SHORT TASK ▸ Pull out every line in the rows below that contains the string "village", and copy each one in full. Case counts.

::::::::::

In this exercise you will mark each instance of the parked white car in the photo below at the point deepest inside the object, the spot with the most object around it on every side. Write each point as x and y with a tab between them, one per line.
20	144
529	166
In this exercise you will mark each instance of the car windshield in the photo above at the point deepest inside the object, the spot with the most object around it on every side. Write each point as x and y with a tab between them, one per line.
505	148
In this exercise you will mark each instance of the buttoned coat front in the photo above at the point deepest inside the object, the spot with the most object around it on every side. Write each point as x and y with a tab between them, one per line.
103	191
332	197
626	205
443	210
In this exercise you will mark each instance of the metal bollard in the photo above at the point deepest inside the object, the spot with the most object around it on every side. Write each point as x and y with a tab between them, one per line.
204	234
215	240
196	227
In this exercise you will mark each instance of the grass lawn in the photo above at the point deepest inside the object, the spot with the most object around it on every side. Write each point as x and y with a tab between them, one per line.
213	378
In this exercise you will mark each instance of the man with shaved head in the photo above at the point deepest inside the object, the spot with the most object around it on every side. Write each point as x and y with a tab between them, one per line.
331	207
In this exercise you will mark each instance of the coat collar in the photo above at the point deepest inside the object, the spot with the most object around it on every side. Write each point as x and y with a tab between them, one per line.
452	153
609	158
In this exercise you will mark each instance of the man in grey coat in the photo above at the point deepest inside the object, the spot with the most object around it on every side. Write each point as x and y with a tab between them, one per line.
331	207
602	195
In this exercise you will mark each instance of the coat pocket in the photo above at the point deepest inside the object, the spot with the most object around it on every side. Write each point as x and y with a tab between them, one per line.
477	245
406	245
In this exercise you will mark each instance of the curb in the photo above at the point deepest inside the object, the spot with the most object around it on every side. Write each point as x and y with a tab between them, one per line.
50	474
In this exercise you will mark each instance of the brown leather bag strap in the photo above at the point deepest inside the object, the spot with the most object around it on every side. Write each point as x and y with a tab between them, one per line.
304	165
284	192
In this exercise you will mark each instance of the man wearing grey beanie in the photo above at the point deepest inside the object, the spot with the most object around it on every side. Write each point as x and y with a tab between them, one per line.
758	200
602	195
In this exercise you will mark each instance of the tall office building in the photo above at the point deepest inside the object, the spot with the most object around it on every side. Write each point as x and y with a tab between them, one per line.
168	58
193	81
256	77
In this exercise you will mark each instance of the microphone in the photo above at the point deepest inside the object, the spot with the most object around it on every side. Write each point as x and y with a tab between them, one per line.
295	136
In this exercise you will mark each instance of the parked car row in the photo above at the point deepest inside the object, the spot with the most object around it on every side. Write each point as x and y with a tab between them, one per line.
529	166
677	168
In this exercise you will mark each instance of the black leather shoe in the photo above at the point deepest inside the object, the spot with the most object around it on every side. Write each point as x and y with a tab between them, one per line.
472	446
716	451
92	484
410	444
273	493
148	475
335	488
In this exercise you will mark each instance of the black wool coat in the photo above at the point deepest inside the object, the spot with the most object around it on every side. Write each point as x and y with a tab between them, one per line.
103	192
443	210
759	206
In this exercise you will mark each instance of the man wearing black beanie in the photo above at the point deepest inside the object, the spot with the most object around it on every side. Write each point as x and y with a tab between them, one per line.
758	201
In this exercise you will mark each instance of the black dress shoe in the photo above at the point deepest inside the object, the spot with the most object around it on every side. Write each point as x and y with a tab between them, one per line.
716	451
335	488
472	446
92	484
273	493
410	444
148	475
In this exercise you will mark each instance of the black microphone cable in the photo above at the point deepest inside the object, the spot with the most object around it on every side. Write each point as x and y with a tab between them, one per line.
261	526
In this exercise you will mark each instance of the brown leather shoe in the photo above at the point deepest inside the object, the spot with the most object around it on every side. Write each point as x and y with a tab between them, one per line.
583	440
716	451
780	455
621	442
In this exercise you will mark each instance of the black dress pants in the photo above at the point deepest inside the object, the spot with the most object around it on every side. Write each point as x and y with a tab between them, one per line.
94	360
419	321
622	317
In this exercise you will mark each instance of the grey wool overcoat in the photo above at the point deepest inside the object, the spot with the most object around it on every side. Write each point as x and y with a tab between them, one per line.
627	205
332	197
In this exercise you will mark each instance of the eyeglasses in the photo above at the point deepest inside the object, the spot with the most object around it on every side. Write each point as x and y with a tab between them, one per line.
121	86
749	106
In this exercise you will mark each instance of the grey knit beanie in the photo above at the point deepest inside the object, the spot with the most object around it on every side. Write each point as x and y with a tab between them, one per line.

::::::::::

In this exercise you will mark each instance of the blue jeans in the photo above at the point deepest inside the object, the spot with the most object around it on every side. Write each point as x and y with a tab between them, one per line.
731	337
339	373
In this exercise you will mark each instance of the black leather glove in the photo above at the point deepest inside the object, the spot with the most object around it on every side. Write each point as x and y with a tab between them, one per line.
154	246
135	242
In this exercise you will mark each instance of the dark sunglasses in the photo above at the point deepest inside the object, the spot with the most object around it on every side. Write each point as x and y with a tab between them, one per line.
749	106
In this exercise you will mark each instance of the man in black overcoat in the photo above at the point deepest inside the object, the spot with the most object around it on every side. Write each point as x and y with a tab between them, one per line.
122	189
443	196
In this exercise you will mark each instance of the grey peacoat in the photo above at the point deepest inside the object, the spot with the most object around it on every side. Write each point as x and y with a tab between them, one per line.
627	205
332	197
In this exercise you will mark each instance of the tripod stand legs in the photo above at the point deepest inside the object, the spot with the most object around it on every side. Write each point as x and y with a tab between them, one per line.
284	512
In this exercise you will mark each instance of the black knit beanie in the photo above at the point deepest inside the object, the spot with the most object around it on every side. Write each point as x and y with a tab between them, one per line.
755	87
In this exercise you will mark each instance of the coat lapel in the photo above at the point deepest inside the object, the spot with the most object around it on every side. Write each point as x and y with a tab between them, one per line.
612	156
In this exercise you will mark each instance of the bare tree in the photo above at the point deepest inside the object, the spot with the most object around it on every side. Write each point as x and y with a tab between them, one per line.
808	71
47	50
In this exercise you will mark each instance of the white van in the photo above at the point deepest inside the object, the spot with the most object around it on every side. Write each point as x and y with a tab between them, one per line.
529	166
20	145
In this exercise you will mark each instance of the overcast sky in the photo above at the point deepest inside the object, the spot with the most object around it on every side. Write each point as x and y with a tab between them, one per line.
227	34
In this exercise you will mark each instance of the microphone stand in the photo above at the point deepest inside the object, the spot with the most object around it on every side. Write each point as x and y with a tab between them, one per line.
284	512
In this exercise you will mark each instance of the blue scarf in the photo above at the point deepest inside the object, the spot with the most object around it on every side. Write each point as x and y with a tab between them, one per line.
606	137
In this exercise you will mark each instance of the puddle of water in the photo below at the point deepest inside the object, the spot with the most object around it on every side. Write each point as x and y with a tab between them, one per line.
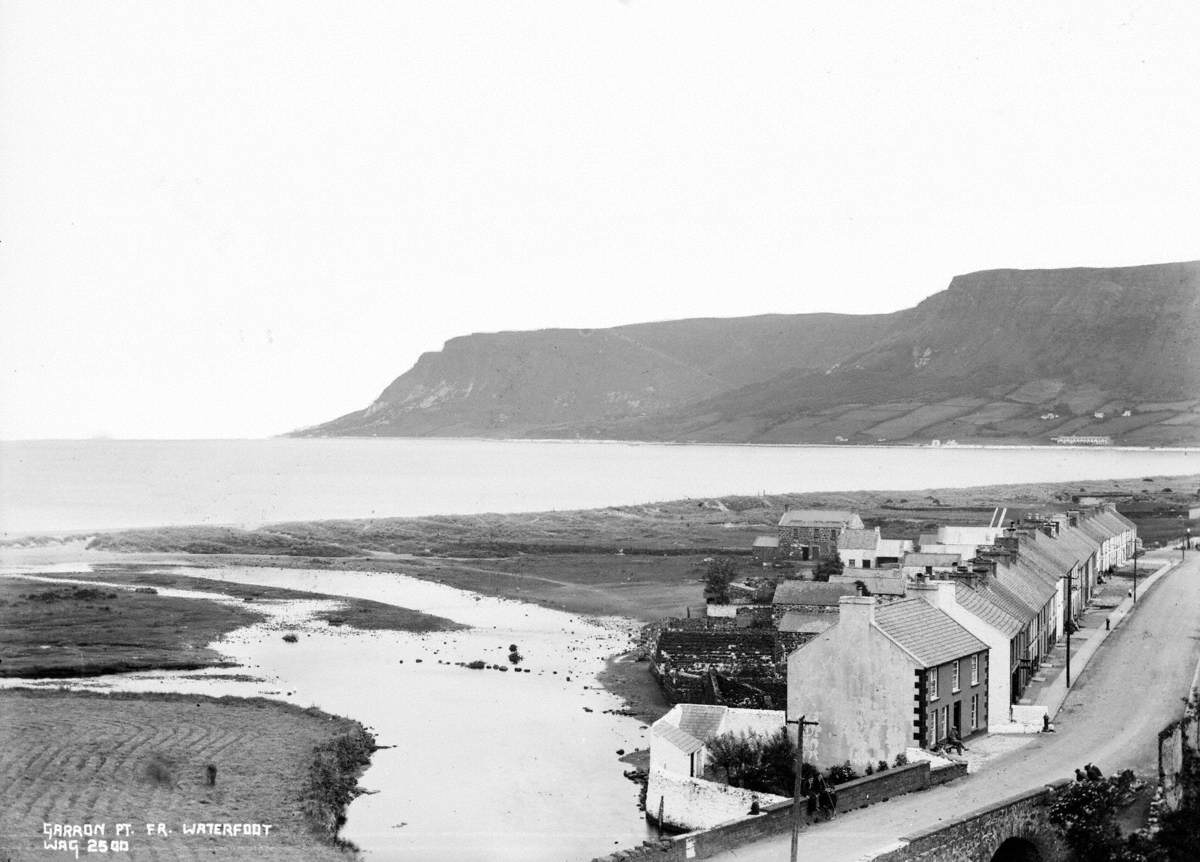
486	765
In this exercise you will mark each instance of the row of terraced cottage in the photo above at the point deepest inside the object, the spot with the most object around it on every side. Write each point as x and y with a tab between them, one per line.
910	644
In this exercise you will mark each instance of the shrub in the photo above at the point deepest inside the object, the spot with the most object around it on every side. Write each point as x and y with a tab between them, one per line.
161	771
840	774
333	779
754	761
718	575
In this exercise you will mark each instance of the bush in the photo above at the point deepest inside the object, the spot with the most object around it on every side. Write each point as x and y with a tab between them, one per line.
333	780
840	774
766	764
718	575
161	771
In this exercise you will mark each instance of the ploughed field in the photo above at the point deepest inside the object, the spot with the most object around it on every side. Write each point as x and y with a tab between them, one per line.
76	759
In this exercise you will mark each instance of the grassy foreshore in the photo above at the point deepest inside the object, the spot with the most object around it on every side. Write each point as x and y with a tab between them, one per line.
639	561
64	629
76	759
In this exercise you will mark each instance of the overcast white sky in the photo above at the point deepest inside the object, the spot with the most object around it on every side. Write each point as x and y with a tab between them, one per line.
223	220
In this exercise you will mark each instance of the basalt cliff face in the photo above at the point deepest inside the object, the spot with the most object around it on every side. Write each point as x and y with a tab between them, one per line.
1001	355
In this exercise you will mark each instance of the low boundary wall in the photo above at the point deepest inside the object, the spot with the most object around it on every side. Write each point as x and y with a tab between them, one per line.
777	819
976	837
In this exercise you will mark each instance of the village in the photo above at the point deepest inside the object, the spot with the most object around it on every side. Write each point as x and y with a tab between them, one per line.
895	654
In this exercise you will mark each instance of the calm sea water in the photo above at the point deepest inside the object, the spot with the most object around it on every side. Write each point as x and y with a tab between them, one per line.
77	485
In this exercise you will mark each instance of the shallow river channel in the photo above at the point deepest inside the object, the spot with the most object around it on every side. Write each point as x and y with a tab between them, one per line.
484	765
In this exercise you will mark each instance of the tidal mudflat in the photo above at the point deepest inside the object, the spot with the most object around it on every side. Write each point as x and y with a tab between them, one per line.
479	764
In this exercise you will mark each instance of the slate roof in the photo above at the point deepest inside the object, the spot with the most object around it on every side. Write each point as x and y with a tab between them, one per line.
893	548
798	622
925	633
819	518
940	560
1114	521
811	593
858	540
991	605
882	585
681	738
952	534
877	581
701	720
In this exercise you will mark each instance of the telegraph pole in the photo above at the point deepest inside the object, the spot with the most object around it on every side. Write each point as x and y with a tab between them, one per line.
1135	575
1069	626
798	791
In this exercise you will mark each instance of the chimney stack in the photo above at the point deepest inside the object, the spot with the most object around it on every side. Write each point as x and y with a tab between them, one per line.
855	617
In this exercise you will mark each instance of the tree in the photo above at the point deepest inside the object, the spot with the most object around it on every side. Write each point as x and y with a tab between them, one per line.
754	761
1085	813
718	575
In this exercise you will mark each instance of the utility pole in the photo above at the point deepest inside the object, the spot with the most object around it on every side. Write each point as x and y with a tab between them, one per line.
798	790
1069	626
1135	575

::::::::::

THE REPLY ▸
In this exercise you will mark each instance of the village in the photo above at the point deepest inside the object, the spot with the most object around it on every side. Write each point as x and y with a tab between them, one per line.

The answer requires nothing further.